SOURCE EXTRACT:

•••••

The Del Rubio Triplets surround themselves with an aural landscape of guitar, snare drum, squeeze box, one-string bass, ukulele, accordion, and harmonies as intricately wrought as the webbing on a screen door. No one but the Del Rubio Triplets could offer such schmaltz as "Have Yourself a Merry Little Christmas" and seem to really, truly, genuinely mean it. They cover two of the colors of Christmas ("White" and "Blue") with the pathos of Santa painted on black velvet. Their inspired medley of "The Christmas Polka" and "Jingle Bell Rock" will have you humming in delighted dementia as you bathe your present-wrapping wounds with Merthiolate. Their walk through the "Winter Wonderland" evokes the austere beauty of the Christmas lights on a trailer home's eaves, etched across the winter sky. They veer from covers of Yma Sumac ("Cu Cu Ru Cu Cu Paloma") to Dominique the Singing Nun, all with the warmth of true affection and none of swinger culture's pomo affectation.

•••••

STATED TASK 1: Collect each line of the entries below that contains the string "mountain", matching case exactly.

•••••

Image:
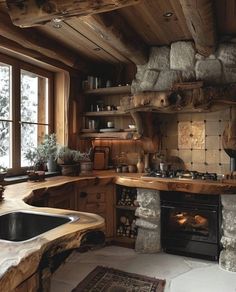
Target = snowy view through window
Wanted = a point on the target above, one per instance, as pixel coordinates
(5, 115)
(32, 117)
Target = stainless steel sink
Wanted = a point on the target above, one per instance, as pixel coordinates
(24, 225)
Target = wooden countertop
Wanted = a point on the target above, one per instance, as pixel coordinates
(19, 260)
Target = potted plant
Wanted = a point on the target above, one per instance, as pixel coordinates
(48, 150)
(71, 161)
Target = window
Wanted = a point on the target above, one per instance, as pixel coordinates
(25, 112)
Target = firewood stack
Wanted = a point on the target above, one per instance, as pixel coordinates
(1, 192)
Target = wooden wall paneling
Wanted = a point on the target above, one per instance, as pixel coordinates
(95, 41)
(36, 13)
(70, 36)
(200, 17)
(115, 30)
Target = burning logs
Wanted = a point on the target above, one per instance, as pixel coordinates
(148, 238)
(227, 259)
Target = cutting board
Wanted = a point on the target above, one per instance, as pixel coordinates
(105, 150)
(99, 160)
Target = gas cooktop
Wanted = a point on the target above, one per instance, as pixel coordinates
(181, 174)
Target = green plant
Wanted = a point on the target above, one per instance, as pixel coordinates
(48, 148)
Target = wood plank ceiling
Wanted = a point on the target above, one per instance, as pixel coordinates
(144, 23)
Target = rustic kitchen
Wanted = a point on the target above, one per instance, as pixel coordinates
(118, 145)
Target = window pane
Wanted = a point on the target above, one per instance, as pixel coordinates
(5, 146)
(31, 136)
(34, 98)
(5, 91)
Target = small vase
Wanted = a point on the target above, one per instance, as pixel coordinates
(51, 164)
(140, 165)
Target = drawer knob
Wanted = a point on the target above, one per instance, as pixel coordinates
(83, 194)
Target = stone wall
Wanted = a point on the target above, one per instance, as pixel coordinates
(180, 63)
(228, 254)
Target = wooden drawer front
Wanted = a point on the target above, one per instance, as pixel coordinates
(96, 197)
(97, 208)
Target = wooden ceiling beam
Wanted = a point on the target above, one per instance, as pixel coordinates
(114, 30)
(31, 40)
(35, 12)
(200, 19)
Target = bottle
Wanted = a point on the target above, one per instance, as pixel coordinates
(140, 165)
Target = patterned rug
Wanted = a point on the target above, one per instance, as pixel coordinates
(103, 279)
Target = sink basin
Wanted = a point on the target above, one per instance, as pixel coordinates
(23, 225)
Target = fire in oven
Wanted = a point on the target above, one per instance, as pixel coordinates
(190, 224)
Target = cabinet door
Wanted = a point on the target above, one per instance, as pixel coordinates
(62, 197)
(98, 200)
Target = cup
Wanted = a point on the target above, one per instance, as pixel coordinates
(110, 124)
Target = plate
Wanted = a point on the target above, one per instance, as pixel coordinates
(109, 130)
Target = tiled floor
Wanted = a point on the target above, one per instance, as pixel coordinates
(182, 274)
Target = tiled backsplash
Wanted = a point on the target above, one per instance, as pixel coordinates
(193, 141)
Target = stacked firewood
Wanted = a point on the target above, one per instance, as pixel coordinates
(1, 192)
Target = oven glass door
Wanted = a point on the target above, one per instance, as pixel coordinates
(189, 223)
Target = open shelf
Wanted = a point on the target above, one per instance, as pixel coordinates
(109, 90)
(109, 135)
(105, 113)
(132, 208)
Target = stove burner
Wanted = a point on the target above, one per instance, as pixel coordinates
(182, 174)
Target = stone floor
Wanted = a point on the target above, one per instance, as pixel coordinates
(182, 274)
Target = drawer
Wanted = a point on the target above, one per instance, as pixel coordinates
(97, 208)
(96, 197)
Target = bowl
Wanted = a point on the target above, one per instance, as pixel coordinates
(132, 127)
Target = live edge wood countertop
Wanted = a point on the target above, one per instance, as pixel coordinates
(19, 260)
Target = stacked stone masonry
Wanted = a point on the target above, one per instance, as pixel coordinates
(148, 222)
(181, 63)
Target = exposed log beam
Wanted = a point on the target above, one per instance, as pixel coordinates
(200, 16)
(37, 45)
(37, 12)
(112, 28)
(204, 99)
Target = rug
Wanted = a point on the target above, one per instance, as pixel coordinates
(103, 279)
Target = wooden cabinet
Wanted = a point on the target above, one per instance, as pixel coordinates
(62, 197)
(98, 199)
(102, 105)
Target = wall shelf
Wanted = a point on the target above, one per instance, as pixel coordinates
(109, 135)
(105, 113)
(109, 90)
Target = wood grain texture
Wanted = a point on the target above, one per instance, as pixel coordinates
(200, 16)
(114, 29)
(31, 13)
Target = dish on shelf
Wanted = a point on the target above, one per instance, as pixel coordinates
(109, 130)
(89, 130)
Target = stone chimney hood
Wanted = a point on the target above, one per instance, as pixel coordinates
(184, 97)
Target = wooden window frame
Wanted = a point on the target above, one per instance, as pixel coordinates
(17, 66)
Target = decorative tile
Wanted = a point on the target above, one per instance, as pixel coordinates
(198, 135)
(184, 138)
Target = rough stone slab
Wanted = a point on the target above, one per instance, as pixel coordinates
(166, 80)
(188, 76)
(229, 74)
(149, 80)
(182, 56)
(227, 54)
(159, 58)
(148, 241)
(148, 225)
(229, 201)
(227, 260)
(148, 198)
(148, 214)
(140, 71)
(209, 70)
(135, 87)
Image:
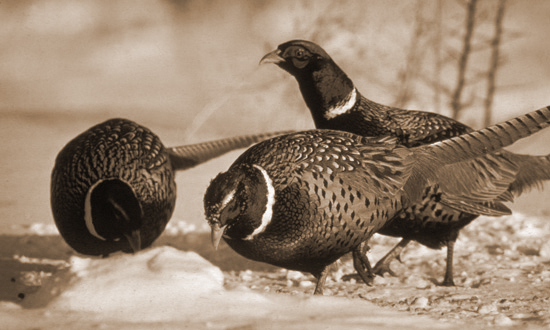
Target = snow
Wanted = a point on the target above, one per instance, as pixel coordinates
(165, 286)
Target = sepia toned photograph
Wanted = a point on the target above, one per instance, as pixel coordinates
(274, 164)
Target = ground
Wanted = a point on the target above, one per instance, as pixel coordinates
(502, 272)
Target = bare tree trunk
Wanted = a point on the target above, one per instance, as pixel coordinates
(414, 56)
(456, 104)
(495, 55)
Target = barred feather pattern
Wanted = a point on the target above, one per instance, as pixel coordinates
(188, 156)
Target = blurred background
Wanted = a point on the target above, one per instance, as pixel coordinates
(189, 71)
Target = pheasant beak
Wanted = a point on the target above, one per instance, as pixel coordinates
(134, 239)
(272, 57)
(217, 233)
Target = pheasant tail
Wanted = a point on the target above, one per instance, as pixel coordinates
(188, 156)
(431, 158)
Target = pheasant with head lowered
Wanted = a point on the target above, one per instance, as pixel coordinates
(113, 188)
(335, 103)
(303, 200)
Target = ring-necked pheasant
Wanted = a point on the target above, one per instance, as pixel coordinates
(113, 188)
(301, 201)
(335, 103)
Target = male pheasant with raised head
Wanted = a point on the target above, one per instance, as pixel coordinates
(301, 201)
(113, 188)
(335, 103)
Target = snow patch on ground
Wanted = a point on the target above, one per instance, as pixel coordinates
(154, 285)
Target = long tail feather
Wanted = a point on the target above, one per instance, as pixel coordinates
(187, 156)
(435, 162)
(533, 170)
(491, 138)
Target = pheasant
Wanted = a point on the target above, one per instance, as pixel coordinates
(113, 188)
(303, 200)
(335, 103)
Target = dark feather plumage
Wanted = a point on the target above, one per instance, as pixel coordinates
(113, 187)
(335, 103)
(303, 200)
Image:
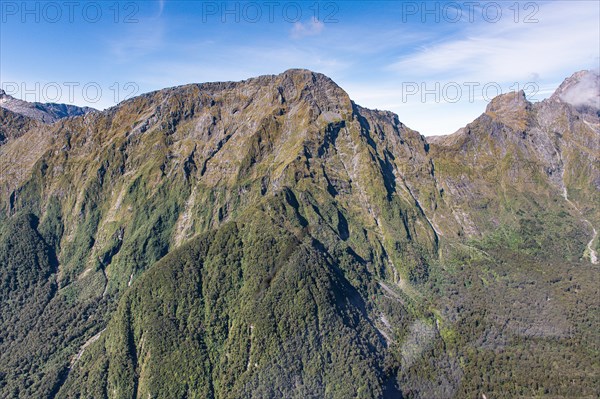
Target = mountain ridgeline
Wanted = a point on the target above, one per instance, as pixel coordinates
(270, 238)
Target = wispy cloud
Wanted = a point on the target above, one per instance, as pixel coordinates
(312, 28)
(566, 34)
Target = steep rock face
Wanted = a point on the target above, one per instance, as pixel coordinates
(272, 238)
(520, 158)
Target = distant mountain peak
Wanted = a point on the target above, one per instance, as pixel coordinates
(581, 90)
(43, 112)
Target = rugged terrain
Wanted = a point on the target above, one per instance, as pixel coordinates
(271, 238)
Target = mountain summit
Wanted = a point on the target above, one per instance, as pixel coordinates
(271, 238)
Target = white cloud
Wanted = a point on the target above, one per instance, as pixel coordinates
(566, 35)
(312, 28)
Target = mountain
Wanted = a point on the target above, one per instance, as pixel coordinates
(271, 238)
(46, 113)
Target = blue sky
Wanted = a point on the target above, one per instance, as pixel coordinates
(434, 63)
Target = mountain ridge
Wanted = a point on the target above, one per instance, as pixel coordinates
(272, 238)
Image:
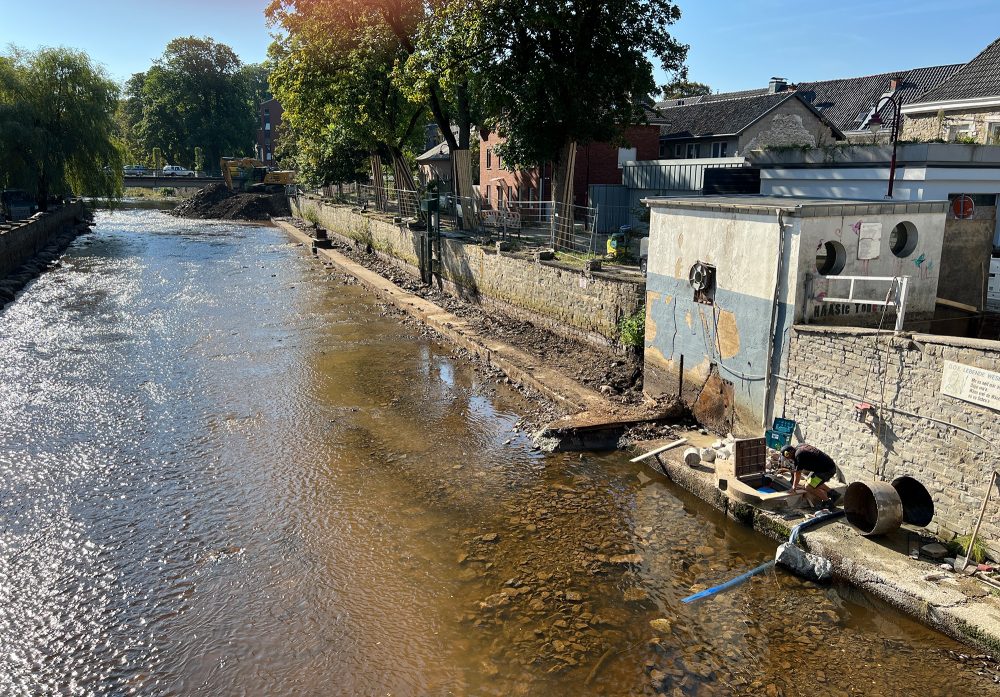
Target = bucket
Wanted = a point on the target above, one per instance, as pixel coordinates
(918, 507)
(874, 508)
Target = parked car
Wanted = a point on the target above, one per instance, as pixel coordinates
(16, 204)
(176, 171)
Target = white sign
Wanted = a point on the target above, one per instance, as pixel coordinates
(869, 241)
(971, 384)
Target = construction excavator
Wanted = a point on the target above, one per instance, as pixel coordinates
(241, 173)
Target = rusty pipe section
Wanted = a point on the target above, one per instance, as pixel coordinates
(874, 508)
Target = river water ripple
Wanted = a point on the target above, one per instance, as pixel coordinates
(225, 472)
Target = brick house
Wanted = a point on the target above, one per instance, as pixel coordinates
(965, 107)
(268, 122)
(596, 163)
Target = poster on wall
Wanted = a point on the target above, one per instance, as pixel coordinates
(869, 241)
(971, 384)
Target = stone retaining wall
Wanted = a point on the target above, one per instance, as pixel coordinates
(564, 300)
(920, 432)
(26, 238)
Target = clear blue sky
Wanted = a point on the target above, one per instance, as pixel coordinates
(735, 44)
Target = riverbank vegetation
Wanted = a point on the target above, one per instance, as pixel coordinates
(365, 78)
(57, 131)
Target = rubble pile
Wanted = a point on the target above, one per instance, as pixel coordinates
(218, 202)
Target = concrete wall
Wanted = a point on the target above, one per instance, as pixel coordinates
(922, 264)
(566, 301)
(792, 124)
(830, 370)
(25, 239)
(723, 347)
(937, 125)
(716, 356)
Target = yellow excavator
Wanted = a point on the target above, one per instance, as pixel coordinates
(240, 173)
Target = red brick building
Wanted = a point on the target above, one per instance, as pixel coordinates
(268, 123)
(596, 163)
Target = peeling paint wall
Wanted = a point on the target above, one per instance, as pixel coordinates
(727, 339)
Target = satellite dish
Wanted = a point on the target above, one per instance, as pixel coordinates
(700, 276)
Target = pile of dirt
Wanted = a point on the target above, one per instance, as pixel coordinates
(217, 201)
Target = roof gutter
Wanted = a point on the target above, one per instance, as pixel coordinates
(951, 105)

•••••

STATED TASK 2: Reproduce the passage on the Del Rubio Triplets' Christmas songs above, word for word and in full.

PROBLEM SOLUTION 1:
Target = mountain ridgeline
Target = distant mountain peak
Target = mountain summit
Target = mountain
Target = mountain ridge

PROBLEM SOLUTION 2:
The Del Rubio Triplets surround themselves with an aural landscape of guitar, snare drum, squeeze box, one-string bass, ukulele, accordion, and harmonies as intricately wrought as the webbing on a screen door. No one but the Del Rubio Triplets could offer such schmaltz as "Have Yourself a Merry Little Christmas" and seem to really, truly, genuinely mean it. They cover two of the colors of Christmas ("White" and "Blue") with the pathos of Santa painted on black velvet. Their inspired medley of "The Christmas Polka" and "Jingle Bell Rock" will have you humming in delighted dementia as you bathe your present-wrapping wounds with Merthiolate. Their walk through the "Winter Wonderland" evokes the austere beauty of the Christmas lights on a trailer home's eaves, etched across the winter sky. They veer from covers of Yma Sumac ("Cu Cu Ru Cu Cu Paloma") to Dominique the Singing Nun, all with the warmth of true affection and none of swinger culture's pomo affectation.